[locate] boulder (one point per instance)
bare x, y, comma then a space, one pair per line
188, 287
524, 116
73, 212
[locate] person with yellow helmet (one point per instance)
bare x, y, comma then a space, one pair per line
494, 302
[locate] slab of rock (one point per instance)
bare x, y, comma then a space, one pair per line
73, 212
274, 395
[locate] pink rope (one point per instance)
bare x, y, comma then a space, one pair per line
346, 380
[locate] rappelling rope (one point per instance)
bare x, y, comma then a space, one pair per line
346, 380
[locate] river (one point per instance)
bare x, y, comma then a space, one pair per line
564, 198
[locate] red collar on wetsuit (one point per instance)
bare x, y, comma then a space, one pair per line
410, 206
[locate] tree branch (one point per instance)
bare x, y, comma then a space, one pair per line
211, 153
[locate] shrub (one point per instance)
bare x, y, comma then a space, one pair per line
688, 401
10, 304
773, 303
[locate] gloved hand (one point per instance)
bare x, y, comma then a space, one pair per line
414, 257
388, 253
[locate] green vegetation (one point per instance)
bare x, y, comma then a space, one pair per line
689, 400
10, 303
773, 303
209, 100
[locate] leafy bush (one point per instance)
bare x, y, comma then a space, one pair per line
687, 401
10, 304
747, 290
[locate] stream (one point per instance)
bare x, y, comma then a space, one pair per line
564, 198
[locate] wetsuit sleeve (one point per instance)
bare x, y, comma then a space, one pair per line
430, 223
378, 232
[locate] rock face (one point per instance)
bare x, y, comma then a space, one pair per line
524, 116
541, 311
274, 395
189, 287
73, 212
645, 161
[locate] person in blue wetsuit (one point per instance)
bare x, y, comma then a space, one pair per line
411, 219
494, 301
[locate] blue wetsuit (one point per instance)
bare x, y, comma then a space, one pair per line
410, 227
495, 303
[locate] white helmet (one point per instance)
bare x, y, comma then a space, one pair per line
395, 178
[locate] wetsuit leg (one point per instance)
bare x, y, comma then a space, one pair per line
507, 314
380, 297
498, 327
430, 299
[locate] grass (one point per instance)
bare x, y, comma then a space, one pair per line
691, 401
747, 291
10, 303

* * * * *

Requirements » Rename "wetsuit" to "neoprene suit" everywhere in the data above and reproduce every line with no other changes.

Result for this exercise »
[locate] boulder (one point per instance)
bare x, y, comma then a space, one pair per line
188, 287
524, 116
73, 212
[locate] person with yellow helmet (one point per instance)
bare x, y, comma then a space, one pair per line
494, 302
[locate] slab of rock (one point per instance)
bare x, y, comma then a space, one pair per line
73, 212
274, 395
[locate] pink rope (one point per instance)
bare x, y, comma then a space, one pair per line
346, 380
[locate] rappelling rope (one point per instance)
bare x, y, comma then a space, one pair per line
346, 380
[locate] river (one point per instance)
bare x, y, comma then a space, one pair per line
564, 198
[locate] red collar on neoprene suit (one point per instance)
bare x, y, comma then a space, one pair per line
410, 206
[locate] tree branch (one point per instance)
bare x, y, comma then a space, one pair per line
211, 153
[locate] shrub (one point per instance)
bare x, y, comma then a space, one pair per line
688, 401
10, 304
773, 303
[locate] gloved hand (one point per instance)
bare x, y, comma then a space, one pair per line
414, 257
388, 253
[locate] green vegetation (one point per instance)
bare x, y, comma then a space, one pair per line
689, 400
10, 303
773, 303
209, 100
[locate] leafy bush (one point per instance)
bare x, y, comma then a space, one pair per line
687, 401
10, 304
747, 290
[locate] stream (one point per instance)
bare x, y, comma then a space, one pair per line
564, 198
[locate] neoprene suit sleeve (one point per instance)
bare x, y, comma then a space, one pair per line
430, 223
378, 232
[locate] rock face (one point per instance)
bare x, y, comma then a space, one pair per line
524, 116
541, 311
274, 395
189, 287
73, 212
645, 161
[locate] person in blue neoprene suit (one point per instance)
bare x, y, comma then a space, one pair per line
411, 219
494, 301
[locate] blue neoprene suit (one point per instance)
bare x, y, comma then a space, one pair per line
410, 227
495, 303
[locate] white helmet (one point per instance)
bare x, y, comma then a space, one pair per line
395, 178
[locate] neoprene suit leg (one point per instance)
bare x, y, comma then a space, one pair per line
507, 314
380, 297
498, 327
430, 299
[locate] grass (one point per instance)
bare x, y, comma then a space, one pair per line
691, 401
747, 291
10, 303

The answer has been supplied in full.